Speaking during a Goldman Sachs Healthcare virtual event on Thursday, Azar gave an update on the timeline for vaccines in the US.  

“The good news is that we're doing everything we can to ensure that we have supplies manufactured,” he said. “Pending FDA authorizations, we believe we may have up to 100 million doses by the end of the year, enough to cover especially vulnerable populations. And we project having enough for every American who wants a vaccine by March to April 2021.”  

Operation Warp Speed is a “complex endeavor, and especially so during a global pandemic,” Azar said.

“Industrial scale manufacturing of a product while it's still in clinical trials is rare in drug development,” he said, adding that it makes little business sense to spend money on a product that may never get used. “Something that should make any Goldman analysts recoil in horror.”

“Manufacturing has now begun on an industrial scale for all six OWS supported vaccines. More than 23 manufacturing facilities across the US had been augmented and scaled up with our support,” he said. 

 “We're also supporting the procurement and manufacturing of the ancillary supplies needed for vaccines, such as vials and syringes, with more than a billion currently under procurement," Azar added.

9:55 a.m. ET, October 8, 2020

US stocks open higher

From CNN’s Anneken Tappe

People walk by the New York Stock Exchange in lower Manhattan on October 2 in New York City.
People walk by the New York Stock Exchange in lower Manhattan on October 2 in New York City. Spencer Platt/Getty Images

US stocks rose at the opening bell in New York on Thursday, as stimulus hopes continue to dominate the market.

Meanwhile, the Labor Department’s report on jobless claims showed a slight improvement in first-time claims, but a significant one million drop in continued jobless claims.

Here's where things opened:

  • The Dow rose 0.4%, or 103 points.
  • The S&P 500 opened 0.5% higher.
  • The Nasdaq Composite climbed 0.7%.

### Point-per-instance localization data
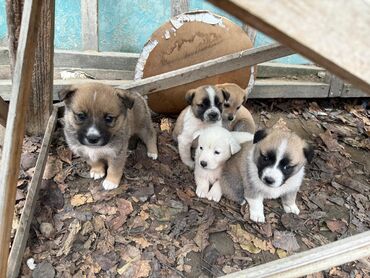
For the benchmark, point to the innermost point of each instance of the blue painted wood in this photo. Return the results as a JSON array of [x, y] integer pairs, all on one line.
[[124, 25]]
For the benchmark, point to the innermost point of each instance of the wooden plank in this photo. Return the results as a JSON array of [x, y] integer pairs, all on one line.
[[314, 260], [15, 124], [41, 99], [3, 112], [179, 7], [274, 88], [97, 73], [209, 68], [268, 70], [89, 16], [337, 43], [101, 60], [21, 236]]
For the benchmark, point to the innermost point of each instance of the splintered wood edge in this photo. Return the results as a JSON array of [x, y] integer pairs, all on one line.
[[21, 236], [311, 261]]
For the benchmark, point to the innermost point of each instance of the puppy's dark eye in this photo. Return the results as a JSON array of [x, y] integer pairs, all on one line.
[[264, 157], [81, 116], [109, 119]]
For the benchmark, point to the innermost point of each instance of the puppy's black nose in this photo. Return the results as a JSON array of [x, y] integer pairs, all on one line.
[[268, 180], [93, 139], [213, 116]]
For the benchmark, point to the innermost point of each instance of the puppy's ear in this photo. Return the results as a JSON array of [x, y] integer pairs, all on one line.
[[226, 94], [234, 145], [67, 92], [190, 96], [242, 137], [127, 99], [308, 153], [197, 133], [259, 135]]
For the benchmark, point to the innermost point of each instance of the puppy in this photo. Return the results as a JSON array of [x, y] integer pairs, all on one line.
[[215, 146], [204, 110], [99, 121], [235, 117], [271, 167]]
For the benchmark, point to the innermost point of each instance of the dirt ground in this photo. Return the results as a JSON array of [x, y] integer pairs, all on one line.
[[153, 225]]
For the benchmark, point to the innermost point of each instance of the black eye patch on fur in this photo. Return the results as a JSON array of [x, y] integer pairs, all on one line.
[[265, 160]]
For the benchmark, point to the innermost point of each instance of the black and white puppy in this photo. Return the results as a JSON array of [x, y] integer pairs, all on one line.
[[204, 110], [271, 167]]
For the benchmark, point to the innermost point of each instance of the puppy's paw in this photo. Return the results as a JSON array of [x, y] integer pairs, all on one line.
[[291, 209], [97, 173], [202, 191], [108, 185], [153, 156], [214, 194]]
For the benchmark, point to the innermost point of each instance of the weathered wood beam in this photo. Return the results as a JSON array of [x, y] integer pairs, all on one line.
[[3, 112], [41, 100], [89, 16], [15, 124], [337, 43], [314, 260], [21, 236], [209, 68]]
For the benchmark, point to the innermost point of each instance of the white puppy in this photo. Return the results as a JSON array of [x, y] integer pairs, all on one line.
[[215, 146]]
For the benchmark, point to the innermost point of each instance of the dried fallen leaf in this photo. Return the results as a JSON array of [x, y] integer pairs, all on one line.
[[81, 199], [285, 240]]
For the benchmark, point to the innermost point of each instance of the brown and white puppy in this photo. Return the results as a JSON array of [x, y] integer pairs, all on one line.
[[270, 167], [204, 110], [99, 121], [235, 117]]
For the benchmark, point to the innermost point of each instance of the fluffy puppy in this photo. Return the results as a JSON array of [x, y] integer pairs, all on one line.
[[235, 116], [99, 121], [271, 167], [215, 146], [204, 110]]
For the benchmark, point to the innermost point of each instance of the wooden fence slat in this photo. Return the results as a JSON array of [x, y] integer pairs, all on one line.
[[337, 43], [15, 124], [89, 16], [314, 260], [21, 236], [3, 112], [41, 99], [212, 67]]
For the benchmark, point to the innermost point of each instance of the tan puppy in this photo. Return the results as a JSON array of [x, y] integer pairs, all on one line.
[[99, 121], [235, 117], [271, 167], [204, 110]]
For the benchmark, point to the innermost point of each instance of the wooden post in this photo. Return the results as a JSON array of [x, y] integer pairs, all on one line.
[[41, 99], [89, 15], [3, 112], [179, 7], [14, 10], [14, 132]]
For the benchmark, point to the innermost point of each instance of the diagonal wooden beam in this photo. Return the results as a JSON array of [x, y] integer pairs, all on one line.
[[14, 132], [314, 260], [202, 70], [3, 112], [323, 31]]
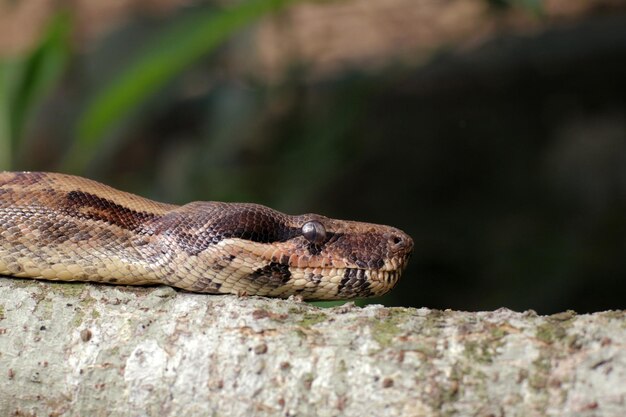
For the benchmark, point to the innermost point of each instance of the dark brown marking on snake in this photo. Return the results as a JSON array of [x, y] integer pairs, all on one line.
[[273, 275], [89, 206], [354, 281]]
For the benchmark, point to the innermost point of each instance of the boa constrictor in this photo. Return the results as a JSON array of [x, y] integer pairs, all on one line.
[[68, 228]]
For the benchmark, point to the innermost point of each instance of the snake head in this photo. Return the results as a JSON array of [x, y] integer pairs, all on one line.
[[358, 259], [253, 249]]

---

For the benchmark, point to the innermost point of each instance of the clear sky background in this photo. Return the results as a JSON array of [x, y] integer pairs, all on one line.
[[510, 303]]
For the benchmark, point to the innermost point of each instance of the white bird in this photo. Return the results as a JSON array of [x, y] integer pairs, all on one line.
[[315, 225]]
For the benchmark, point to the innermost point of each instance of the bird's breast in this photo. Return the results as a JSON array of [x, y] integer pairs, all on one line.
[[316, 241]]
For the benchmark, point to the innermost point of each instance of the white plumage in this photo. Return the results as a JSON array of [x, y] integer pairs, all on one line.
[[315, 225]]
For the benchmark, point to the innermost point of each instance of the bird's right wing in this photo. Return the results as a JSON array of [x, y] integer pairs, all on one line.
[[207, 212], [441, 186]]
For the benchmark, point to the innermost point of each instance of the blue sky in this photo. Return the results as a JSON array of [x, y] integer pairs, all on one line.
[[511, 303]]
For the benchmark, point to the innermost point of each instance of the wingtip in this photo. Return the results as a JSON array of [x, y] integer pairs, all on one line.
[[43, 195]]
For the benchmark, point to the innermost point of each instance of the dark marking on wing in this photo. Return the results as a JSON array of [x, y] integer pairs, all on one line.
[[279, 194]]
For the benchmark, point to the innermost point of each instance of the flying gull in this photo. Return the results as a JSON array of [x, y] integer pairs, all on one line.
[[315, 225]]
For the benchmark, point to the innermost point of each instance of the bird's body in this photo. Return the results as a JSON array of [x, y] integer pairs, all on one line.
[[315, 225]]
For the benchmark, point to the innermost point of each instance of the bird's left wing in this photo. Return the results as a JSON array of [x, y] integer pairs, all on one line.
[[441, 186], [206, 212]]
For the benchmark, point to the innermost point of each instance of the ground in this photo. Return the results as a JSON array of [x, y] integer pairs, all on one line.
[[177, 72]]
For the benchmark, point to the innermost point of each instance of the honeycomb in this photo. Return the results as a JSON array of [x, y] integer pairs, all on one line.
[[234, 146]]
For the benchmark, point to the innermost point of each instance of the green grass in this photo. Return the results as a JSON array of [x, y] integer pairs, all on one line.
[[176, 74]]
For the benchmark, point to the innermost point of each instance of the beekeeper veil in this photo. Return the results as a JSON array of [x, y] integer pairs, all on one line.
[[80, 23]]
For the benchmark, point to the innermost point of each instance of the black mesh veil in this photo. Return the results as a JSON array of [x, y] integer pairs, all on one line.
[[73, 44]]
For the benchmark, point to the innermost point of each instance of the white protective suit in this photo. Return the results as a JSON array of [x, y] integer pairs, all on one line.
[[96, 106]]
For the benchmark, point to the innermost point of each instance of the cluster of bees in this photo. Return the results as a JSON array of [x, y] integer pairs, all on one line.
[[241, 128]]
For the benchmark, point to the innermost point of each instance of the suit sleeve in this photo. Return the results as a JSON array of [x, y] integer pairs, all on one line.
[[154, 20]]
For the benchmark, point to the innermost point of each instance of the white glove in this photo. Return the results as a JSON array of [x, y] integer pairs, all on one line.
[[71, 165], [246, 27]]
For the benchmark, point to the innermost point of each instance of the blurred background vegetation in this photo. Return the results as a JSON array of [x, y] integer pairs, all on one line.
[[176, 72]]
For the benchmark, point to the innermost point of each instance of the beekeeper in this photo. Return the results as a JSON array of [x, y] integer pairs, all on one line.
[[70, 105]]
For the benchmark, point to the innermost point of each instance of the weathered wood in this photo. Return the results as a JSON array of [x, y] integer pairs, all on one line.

### PROMPT
Continue the news text on vaccine supply plans and the US stock market open, picking up right after its final line.

### RESPONSE BOX
9:19 a.m. ET, October 8, 2020

Coronavirus cases increase 56% in a week in England

From CNN's Livvy Doherty

A completed test kit is collected from a driver at a Covid-19 testing center in London, on September 30.
A completed test kit is collected from a driver at a Covid-19 testing center in London, on September 30. Dominic Lipinski/PA Images/Getty Images

Coronavirus cases in England have increased by 56% in a week, according the latest figures from the UK government’s NHS Test and Trace.

At least 51,475 people tested positive for Covid-19 during the week of Sept. 24 through Sept. 30 –– a 56% increase from the previous week. According to the weekly Test and Trace roundup, positive figures have been “rising steeply over the past 5 weeks with over 7 times as many positive cases identified in the most recent week compared to the end of August.”

There has been an increase of 27% in the number of people tested since the end of August.

A total of at least 7,654,018 people have now been tested for coronavirus at least once in England since Test and Trace began on May 28.

9:01 a.m. ET, October 8, 2020

Another 840,000 Americans filed for unemployment benefits last week

From CNN’s Anneken Tappe

Paper covers the windows of a closed storefront on Madison Avenue in New York, on September 26.
Paper covers the windows of a closed storefront on Madison Avenue in New York, on September 26. Nina Westervelt/Bloomberg/Getty Images

The pace of America's jobs recovery continues to slow.

Another 840,000 workers filed for initial unemployment benefits last week on a seasonally adjusted basis, the Department of Labor reported Thursday.

That was down from 849,000 in the previous week.

California has halted the processing of its initial claims for a second-straight week to work on its benefit backlog and fraud prevention. Thursday's report includes an estimate based on previous claims for the state.

Claims for Pandemic Unemployment Assistance stood at 464,437. PUA is targeted as those workers who aren't eligible for regular benefits, such as the self-employed.

Together, regular and PUA first-time claims stood at 1.3 million last week, on an unadjusted basis.

Continued claims, which count people who have filed for benefits for at least two weeks in a row, stood at 11 million, down almost 1 million.